**Exercise details**
Could you restate the data below word for word, without its pictures?

── Dataset ──

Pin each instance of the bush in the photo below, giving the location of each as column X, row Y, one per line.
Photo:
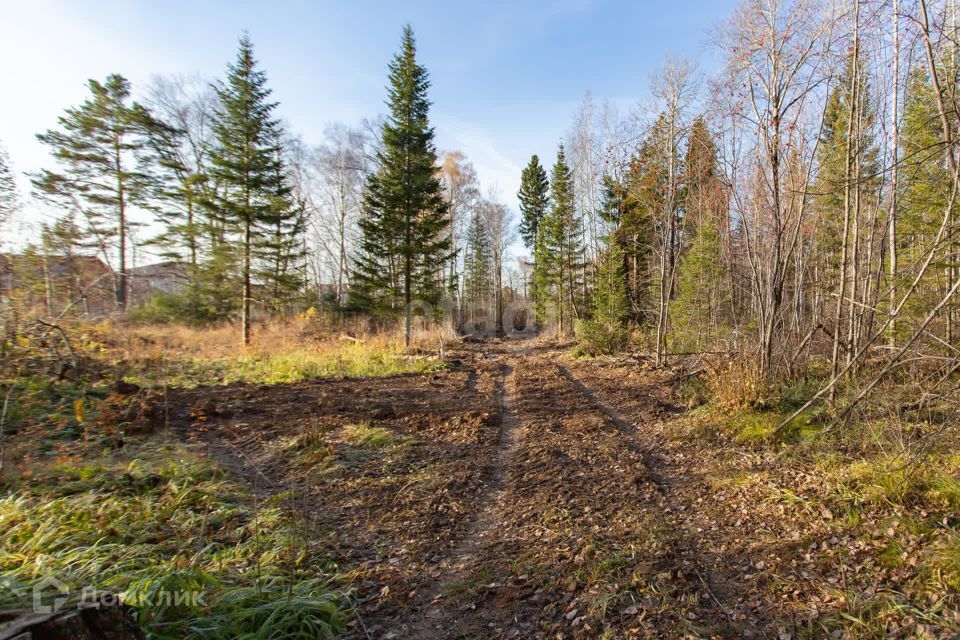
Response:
column 597, row 338
column 738, row 384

───

**Reply to the exercise**
Pin each instance of the bush in the photo below, giving the location of each as column X, row Y, one per line.
Photo:
Response:
column 597, row 338
column 738, row 384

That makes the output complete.